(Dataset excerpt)

╭──

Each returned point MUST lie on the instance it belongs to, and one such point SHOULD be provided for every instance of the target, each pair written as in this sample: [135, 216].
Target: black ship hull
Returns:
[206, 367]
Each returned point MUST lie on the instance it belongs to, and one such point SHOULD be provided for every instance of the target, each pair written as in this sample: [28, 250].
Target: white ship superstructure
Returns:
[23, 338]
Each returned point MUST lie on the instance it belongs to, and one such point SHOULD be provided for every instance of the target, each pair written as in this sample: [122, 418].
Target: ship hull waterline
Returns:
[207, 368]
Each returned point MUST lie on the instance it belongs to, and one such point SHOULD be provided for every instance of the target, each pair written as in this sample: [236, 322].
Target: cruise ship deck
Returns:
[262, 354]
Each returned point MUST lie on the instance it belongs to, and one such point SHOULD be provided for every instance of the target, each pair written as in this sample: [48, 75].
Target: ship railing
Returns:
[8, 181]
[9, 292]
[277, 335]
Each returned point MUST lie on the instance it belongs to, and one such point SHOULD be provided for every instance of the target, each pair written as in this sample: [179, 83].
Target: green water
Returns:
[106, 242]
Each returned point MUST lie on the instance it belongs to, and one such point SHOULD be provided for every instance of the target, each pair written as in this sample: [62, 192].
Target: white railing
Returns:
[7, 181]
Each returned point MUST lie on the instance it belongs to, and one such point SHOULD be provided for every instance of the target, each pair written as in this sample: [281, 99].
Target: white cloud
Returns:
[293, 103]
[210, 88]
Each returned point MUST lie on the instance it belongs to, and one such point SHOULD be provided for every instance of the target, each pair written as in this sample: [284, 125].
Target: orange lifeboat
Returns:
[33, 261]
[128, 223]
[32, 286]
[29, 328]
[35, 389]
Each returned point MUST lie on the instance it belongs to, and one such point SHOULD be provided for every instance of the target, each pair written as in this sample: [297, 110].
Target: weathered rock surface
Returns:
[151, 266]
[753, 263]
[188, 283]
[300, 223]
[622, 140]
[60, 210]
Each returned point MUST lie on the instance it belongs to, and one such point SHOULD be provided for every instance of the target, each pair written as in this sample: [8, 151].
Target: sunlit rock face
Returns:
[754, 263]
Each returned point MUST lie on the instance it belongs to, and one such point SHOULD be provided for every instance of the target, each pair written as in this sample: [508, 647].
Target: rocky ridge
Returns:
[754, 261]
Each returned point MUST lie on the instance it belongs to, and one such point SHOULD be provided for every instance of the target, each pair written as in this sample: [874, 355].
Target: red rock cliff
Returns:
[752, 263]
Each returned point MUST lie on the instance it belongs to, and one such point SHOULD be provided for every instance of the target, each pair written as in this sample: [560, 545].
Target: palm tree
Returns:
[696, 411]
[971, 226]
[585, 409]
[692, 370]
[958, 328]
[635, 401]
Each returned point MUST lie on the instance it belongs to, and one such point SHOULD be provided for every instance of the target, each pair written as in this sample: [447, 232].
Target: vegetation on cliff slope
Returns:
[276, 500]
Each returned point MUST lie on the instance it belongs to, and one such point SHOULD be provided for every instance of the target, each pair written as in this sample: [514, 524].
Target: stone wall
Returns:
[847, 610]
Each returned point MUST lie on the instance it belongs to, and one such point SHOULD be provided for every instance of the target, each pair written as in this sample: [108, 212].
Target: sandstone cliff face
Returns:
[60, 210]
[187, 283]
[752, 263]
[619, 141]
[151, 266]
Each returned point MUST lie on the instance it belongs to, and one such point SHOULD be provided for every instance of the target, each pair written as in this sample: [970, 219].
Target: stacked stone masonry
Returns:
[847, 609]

╰──

◆ **What is being asked**:
Write out, word for word, every line from the one containing "sample: [108, 212]." through the last line of the records above.

◆ **Task result**:
Each returned point MUST lie on the instance it belongs to, and one such point SHOULD be provided for every instance of the target, each pair written as in this sample: [108, 212].
Target: sandstone cliff face
Returns:
[60, 210]
[187, 283]
[752, 263]
[619, 141]
[151, 266]
Each returned point MUST lie on the instance it belongs to, and one such point SHOULD be provided for every instance of the target, each pair written as in this sample: [970, 219].
Target: stacked stone masonry
Returns:
[847, 609]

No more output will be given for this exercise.